Text:
Project-Based Learning

This teaching guide explores the different types of project-based learning (PBL), its benefits, and tips for implementation in your classes.

Introduction

Project-based learning (PBL) involves students designing, developing, and constructing hands-on solutions to a problem. The educational value of PBL is that it aims to build students’ creative capacity to work through difficult or ill-structured problems, commonly in small teams. Typically, PBL takes students through the following phases or steps:

  • Identifying a problem
  • Agreeing on or devising a solution and potential solution path to the problem (i.e., how to achieve the solution)
  • Designing and developing a prototype of the solution
  • Refining the solution based on feedback from experts, instructors, and/or peers

Depending on the goals of the instructor, the size and scope of the project can vary greatly. Students may complete the four phases listed above over the course of many weeks, or even several times within a single class period.

Because of its focus on creativity and collaboration, PBL is enhanced when students experience opportunities to work across disciplines, employ technologies to make communication and product realization more efficient, or to design solutions to real-world problems posed by outside organizations or corporations. Projects do not need to be highly complex for students to benefit from PBL techniques. Often times, quick and simple projects are enough to provide students with valuable opportunities to make connections across content and practice.

Implementing project-based learning

As a pedagogical approach, PBL entails several key processes:

  • Defining problems in terms of given constraints or challenges
  • Generating multiple ideas to solve a  given problem
  • Prototyping — often in rapid iteration — potential solutions to a problem
  • Testing the developed solution products or services in a “live” or authentic setting.

Work to be completed: Quote the project-based learning guide word for word, from "Introduction" up to and including "single class period.".

Point labeling dataset excerpts
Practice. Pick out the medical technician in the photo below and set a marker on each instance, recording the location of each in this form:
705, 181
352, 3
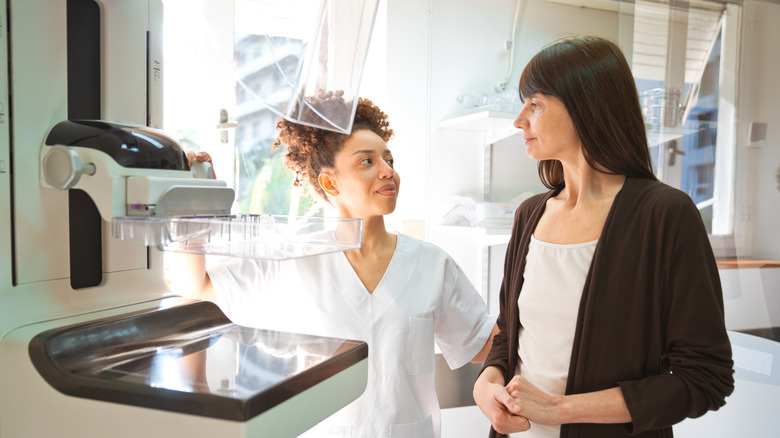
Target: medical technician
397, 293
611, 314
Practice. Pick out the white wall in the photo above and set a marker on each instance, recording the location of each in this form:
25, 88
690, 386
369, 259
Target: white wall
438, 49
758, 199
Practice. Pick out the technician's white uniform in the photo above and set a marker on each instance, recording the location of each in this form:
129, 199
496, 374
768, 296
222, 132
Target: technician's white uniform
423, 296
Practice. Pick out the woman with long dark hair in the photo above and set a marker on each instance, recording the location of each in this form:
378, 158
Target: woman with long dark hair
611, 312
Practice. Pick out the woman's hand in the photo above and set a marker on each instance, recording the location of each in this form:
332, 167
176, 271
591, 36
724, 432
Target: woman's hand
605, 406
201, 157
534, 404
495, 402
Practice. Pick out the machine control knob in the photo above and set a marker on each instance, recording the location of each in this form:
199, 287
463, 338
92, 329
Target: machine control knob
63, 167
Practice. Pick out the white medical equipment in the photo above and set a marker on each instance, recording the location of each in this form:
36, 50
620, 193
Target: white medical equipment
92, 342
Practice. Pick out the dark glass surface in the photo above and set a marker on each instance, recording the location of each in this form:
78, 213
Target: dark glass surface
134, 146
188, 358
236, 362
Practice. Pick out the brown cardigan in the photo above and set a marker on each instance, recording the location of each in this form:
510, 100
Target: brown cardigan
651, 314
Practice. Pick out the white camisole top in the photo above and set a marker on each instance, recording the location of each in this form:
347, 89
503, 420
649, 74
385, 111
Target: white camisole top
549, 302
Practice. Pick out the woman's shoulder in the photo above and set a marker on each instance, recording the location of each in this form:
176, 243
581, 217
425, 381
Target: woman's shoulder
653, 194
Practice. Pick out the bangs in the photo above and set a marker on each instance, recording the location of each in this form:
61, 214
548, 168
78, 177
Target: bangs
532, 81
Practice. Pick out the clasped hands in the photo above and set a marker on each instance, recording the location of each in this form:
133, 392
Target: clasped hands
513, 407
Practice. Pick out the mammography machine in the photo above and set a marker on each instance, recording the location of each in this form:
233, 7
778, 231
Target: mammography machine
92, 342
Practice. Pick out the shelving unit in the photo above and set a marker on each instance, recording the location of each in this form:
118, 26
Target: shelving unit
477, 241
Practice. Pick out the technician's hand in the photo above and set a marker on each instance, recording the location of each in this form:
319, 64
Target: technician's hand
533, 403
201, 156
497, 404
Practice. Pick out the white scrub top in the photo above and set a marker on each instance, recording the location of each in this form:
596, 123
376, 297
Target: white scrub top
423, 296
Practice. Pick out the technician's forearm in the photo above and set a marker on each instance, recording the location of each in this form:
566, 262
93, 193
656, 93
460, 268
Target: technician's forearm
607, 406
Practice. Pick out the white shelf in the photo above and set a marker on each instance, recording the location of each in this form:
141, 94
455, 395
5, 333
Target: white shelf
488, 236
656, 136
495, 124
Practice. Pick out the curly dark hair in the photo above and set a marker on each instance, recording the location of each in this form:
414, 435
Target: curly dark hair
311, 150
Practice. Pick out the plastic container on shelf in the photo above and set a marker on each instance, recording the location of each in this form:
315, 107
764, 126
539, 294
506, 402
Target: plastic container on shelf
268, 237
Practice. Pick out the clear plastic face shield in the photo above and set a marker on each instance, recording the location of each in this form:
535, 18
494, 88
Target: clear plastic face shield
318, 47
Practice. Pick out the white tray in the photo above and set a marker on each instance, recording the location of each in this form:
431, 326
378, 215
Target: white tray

Result for this exercise:
Introduction

Project-based learning (PBL) involves students designing, developing, and constructing hands-on solutions to a problem. The educational value of PBL is that it aims to build students’ creative capacity to work through difficult or ill-structured problems, commonly in small teams. Typically, PBL takes students through the following phases or steps:

  • Identifying a problem
  • Agreeing on or devising a solution and potential solution path to the problem (i.e., how to achieve the solution)
  • Designing and developing a prototype of the solution
  • Refining the solution based on feedback from experts, instructors, and/or peers

Depending on the goals of the instructor, the size and scope of the project can vary greatly. Students may complete the four phases listed above over the course of many weeks, or even several times within a single class period.